#### Referring expression data
>>>

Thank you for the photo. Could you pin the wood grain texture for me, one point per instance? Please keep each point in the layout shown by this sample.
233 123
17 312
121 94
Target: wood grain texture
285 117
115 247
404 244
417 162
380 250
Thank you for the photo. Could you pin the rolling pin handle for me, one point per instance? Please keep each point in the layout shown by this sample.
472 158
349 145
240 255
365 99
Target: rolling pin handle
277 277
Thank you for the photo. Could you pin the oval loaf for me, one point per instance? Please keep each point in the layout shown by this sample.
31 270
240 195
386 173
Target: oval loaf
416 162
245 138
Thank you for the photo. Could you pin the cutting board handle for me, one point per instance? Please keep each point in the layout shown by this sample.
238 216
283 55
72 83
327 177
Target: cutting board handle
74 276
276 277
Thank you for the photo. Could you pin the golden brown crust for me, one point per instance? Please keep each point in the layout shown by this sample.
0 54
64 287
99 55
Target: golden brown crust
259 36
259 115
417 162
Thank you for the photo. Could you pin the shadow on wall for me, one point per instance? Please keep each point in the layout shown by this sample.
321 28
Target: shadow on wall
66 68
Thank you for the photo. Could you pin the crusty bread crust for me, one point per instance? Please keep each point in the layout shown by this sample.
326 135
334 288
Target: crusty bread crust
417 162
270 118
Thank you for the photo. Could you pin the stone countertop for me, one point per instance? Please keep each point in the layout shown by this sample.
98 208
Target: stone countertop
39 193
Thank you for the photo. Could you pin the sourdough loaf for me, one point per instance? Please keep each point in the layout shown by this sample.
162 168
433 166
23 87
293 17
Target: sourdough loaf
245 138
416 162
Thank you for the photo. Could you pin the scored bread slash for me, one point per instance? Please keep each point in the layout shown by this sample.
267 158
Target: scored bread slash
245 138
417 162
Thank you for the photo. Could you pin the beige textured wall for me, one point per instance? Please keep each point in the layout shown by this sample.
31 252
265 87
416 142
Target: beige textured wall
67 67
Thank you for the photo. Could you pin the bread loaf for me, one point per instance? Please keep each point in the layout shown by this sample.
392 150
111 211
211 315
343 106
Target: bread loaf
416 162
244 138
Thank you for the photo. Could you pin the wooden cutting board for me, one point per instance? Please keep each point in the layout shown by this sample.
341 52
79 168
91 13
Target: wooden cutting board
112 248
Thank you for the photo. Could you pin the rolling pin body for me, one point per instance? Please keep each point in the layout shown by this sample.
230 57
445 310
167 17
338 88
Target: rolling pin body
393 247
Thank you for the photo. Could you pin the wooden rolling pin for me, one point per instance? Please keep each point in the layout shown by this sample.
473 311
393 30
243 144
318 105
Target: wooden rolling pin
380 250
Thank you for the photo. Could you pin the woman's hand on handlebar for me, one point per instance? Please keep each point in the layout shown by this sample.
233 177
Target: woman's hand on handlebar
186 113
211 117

<<<
>>>

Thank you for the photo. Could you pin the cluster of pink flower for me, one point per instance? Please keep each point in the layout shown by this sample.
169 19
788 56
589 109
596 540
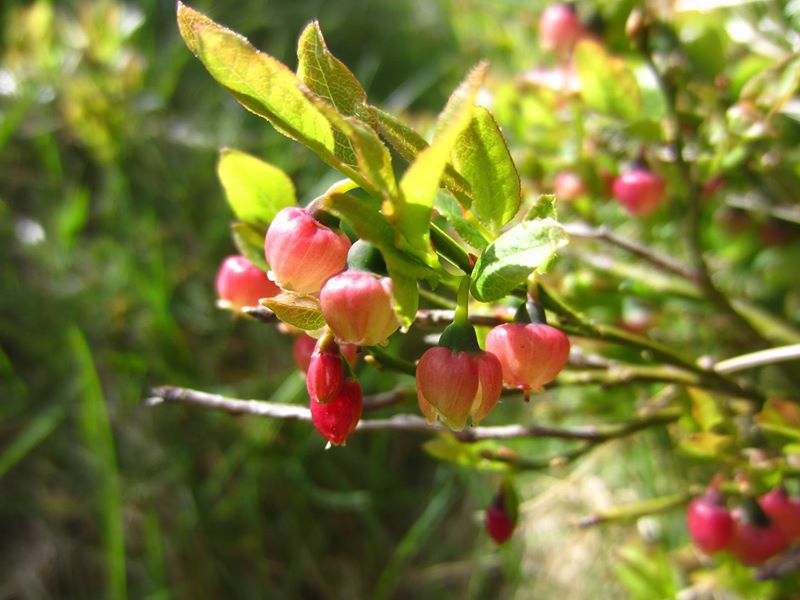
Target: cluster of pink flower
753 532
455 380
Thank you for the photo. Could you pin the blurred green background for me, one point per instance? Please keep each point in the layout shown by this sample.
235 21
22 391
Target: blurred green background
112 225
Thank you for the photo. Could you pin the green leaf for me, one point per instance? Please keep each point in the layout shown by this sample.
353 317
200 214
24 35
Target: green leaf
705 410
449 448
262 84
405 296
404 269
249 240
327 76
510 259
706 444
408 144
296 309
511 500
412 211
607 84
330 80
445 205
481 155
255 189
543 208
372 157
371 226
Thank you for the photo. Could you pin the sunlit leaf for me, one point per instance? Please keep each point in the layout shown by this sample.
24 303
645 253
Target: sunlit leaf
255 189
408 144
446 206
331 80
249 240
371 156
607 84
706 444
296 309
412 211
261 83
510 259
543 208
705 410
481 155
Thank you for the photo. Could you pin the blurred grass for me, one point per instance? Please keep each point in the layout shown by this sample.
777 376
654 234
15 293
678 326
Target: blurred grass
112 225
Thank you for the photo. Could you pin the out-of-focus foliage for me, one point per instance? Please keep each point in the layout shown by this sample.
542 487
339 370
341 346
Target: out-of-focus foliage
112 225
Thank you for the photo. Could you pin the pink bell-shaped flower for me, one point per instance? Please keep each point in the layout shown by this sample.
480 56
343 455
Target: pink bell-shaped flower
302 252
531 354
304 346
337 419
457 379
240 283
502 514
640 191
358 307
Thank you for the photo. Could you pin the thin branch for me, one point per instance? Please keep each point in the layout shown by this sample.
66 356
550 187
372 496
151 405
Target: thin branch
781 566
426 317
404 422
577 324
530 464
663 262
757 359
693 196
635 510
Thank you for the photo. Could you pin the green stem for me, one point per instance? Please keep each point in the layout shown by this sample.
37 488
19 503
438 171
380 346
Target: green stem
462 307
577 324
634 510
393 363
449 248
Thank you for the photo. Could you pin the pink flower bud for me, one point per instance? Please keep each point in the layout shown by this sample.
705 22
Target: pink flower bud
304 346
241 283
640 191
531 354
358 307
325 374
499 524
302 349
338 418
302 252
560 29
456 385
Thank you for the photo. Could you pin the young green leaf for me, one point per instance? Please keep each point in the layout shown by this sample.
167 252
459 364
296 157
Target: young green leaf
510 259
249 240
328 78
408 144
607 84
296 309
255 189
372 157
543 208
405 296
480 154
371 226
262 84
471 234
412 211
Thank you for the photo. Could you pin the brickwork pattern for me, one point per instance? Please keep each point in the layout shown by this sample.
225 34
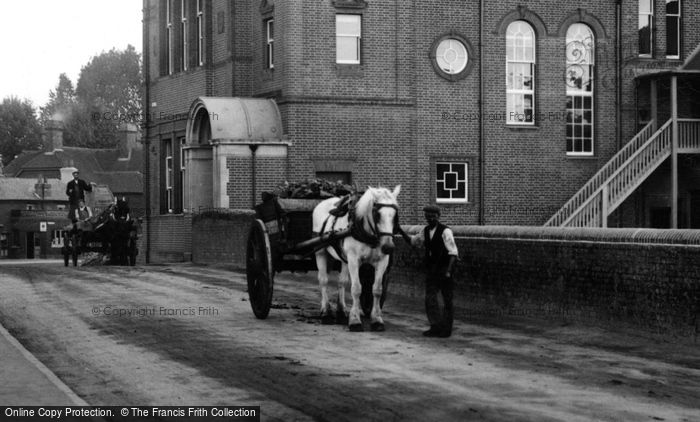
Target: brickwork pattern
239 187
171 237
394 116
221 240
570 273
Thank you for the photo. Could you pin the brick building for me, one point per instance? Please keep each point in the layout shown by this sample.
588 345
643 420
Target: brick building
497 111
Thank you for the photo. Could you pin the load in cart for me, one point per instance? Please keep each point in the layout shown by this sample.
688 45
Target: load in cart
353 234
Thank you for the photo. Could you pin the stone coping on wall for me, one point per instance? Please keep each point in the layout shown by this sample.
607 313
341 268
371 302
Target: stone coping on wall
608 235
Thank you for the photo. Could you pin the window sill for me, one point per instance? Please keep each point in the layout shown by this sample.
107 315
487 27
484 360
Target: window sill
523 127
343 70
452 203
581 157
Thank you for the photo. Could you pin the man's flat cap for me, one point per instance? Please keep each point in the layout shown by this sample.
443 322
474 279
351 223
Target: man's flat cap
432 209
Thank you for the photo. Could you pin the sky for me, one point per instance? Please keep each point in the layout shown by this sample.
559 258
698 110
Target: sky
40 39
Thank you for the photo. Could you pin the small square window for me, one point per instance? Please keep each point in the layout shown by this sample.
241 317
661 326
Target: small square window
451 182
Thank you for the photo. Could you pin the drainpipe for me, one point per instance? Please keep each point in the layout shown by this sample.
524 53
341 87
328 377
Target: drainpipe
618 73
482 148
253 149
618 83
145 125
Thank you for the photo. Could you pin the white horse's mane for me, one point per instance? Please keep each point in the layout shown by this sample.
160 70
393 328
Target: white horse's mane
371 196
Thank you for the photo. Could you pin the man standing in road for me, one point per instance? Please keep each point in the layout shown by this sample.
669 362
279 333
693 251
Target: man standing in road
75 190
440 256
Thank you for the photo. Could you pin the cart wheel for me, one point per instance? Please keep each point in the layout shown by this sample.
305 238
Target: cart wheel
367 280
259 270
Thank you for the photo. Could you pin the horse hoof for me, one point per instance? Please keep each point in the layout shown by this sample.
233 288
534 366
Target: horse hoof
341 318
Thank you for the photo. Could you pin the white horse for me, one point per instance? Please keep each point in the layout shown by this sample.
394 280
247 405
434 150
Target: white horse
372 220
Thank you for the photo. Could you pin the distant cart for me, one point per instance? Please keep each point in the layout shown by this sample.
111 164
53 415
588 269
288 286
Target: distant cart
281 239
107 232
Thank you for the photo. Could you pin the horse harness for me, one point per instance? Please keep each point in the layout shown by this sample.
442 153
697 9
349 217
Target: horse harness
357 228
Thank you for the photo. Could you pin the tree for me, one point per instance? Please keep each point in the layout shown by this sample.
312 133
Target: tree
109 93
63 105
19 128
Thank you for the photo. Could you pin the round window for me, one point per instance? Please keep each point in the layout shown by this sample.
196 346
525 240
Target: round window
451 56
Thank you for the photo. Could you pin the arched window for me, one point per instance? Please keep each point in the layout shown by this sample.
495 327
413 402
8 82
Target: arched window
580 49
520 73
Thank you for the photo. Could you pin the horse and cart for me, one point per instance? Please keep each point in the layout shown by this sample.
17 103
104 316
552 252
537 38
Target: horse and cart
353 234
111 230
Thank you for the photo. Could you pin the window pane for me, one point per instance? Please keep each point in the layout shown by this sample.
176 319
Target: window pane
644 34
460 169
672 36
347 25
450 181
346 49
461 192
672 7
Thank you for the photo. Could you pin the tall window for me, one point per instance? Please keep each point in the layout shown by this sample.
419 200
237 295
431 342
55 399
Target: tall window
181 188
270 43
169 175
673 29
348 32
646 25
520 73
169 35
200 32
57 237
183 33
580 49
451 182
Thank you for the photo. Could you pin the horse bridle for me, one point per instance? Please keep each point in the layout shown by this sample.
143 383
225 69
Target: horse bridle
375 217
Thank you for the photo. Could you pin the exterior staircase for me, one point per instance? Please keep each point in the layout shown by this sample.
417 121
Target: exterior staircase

<<<

Look through the entries above and say how many lines hold the word "exterior", giving the number alone.

2